### What needs to be done
Continue the personal post below about life in a senior Chicago Housing Authority building, picking up right after its last sentence.

### Text for analysis
I have previously mentioned that I live in a senior Chicago Housing Authority (CHA) building in Chicago. There are many interesting people who live in this subsidized building, including my friend Gene.
Gene is my age, 67. He was one of the founding folks of the Chicago Gay Pride parade and is too busy with the final arrangements to grant me an in-depth interview for our building newsletter I am writing. I decided to profile one person each month so that we get to know about other tenant's lives before they became old and sometimes disabled.
Too often us old folks are ignored in the general population and it's worse if we are disabled. We should not, however, ignore each other.
The first issue of this newsletter is June, so I interviewed someone else for the premier issue, a veteran who has a bronze star and purple heart on his wall. Richard is a genuine hero and deserves recognition for that.
So Gene will be in the July or August issue.
Last year we watched the parade from the roof of our building and this year I wanted to be down on the street to get a much better view. Gene was supposed to go with me, but his mobility chair has not yet arrived.

### Source material
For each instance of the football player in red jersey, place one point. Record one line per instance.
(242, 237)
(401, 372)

### Answer to the exercise
He has a very hard time walking now. This is a double shame because Gene used to be an Ice Capades skater. He traveled all over the world with them. He was beautiful then and he's beautiful now too, in the same and a different way. He lives alone but he has so many friends both outside and inside the building.
Unfortunately I have to go to a building meeting right now. This diary is a promise, really, rather than a substantive diary. It's a promise to highlight the lives of the folks in this building.
I just wanted to say that I am proud to be one of Gene's friends and gay pride month seemed the appropriate time to say that.